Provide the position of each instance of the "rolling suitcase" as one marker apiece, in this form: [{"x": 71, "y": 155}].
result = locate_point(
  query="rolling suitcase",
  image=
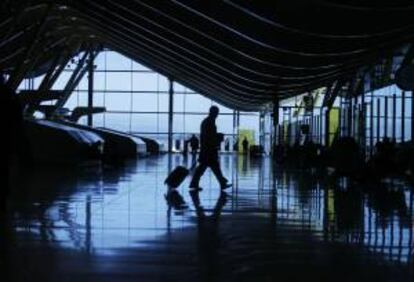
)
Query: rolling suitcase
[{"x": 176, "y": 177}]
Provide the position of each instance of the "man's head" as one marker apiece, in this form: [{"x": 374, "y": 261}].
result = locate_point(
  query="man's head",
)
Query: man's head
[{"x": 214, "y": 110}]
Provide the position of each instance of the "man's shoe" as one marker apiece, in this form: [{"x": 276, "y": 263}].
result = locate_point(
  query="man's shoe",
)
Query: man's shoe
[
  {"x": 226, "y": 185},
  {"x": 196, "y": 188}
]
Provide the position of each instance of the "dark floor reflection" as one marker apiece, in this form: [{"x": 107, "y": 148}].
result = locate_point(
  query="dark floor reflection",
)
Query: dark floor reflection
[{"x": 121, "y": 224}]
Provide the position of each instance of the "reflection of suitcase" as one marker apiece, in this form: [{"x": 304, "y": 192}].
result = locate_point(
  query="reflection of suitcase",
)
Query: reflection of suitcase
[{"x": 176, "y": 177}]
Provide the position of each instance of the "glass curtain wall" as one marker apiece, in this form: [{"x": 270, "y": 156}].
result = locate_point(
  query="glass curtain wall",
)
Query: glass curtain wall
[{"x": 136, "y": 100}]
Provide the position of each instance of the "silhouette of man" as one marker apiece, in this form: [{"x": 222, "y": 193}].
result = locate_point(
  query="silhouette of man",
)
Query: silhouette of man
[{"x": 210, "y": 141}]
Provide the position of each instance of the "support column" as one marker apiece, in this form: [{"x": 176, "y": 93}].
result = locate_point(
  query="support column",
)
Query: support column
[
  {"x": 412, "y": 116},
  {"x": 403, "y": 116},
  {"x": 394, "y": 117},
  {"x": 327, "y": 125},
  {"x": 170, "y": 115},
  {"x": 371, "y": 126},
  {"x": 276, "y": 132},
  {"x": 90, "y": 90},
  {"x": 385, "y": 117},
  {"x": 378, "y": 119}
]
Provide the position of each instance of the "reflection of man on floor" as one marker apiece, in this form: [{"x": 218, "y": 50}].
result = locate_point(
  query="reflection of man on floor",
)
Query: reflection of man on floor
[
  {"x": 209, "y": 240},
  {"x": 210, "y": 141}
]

--

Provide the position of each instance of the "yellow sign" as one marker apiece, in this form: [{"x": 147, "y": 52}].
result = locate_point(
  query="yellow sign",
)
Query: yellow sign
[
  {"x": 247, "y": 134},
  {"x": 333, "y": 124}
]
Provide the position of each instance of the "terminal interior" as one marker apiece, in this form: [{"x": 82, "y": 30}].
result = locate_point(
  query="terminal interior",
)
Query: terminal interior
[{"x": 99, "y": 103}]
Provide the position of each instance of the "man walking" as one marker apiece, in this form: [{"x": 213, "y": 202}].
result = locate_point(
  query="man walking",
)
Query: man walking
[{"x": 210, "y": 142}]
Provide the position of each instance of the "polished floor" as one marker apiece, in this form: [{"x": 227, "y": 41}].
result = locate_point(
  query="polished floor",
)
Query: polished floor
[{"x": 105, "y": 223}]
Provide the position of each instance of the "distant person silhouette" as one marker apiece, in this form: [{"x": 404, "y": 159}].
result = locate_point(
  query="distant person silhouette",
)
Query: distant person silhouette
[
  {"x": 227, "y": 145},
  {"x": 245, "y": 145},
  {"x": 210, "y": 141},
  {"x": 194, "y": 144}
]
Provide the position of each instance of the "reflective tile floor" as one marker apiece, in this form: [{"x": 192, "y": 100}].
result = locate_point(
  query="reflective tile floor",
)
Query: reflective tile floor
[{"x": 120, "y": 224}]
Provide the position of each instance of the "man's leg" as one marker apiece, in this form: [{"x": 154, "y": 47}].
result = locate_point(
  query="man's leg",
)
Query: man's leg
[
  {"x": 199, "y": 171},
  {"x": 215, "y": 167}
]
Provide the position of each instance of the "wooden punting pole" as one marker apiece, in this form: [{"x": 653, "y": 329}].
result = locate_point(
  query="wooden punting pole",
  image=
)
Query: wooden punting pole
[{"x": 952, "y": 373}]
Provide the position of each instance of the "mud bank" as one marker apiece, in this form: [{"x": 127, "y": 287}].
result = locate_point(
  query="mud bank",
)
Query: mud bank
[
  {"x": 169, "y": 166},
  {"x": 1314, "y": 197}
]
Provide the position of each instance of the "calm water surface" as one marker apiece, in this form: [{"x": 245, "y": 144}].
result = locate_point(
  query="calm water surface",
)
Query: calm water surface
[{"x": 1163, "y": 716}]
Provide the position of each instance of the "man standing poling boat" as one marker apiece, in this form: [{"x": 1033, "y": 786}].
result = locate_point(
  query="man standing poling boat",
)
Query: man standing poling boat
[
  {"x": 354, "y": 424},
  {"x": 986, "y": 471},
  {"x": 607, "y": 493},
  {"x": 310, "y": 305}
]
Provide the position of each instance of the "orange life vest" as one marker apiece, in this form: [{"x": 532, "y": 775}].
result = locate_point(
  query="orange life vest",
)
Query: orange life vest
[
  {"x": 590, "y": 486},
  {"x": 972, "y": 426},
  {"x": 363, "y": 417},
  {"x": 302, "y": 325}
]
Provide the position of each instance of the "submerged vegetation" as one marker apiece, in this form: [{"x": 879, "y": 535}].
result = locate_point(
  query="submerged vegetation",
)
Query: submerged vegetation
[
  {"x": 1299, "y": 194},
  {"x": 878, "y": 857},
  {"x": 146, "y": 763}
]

--

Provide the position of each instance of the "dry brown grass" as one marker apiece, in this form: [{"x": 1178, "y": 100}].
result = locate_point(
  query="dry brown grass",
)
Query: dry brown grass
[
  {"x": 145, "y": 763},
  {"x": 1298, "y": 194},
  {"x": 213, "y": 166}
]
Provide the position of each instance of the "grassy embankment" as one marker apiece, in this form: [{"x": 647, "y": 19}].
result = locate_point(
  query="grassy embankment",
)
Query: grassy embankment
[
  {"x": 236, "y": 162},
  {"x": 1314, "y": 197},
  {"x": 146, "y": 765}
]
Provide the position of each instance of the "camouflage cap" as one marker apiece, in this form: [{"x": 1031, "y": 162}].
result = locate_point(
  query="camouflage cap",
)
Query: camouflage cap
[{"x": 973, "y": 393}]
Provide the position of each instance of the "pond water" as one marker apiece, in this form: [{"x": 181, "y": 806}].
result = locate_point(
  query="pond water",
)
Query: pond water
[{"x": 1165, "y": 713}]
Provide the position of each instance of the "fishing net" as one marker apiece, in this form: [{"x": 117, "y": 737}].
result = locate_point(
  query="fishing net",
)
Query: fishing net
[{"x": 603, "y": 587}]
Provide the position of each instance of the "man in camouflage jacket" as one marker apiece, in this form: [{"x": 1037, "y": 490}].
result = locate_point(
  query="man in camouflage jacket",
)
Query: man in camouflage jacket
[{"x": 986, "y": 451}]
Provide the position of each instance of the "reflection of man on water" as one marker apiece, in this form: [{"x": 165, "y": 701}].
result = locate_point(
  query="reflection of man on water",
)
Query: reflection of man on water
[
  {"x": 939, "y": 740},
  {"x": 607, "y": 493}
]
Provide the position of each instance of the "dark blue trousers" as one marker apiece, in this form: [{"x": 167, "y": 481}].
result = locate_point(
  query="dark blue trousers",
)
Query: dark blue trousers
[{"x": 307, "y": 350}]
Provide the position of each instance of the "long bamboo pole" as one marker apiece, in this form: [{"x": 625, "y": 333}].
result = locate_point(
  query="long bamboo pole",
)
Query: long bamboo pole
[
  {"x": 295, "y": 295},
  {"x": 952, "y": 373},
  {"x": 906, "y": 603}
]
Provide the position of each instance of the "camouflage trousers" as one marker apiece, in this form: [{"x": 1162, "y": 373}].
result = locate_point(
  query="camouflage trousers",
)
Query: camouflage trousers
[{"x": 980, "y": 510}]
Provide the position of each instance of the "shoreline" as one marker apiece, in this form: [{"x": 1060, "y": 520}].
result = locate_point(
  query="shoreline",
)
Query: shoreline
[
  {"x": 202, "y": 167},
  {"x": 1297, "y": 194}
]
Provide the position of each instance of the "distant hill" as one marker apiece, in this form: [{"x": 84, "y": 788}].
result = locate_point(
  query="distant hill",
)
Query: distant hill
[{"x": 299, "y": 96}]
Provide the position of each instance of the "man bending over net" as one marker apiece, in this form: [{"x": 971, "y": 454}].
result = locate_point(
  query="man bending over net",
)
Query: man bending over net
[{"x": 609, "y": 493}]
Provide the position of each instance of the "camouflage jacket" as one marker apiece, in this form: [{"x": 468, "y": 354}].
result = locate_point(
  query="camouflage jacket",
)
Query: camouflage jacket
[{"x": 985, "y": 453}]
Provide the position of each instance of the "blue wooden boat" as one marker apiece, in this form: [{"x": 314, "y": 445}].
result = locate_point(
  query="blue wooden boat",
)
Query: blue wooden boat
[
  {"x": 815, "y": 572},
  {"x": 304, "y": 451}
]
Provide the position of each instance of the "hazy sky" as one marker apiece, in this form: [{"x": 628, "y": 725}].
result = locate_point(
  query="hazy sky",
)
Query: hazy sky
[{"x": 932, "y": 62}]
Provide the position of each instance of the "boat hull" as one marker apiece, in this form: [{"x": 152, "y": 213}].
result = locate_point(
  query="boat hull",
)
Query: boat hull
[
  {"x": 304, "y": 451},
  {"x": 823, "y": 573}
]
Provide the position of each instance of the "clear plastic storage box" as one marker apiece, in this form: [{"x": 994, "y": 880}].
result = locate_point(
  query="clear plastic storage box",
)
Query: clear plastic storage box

• _What needs to be done_:
Tally the lines of the records that contain the string "rolling" and give only that number.

• _Response below_:
3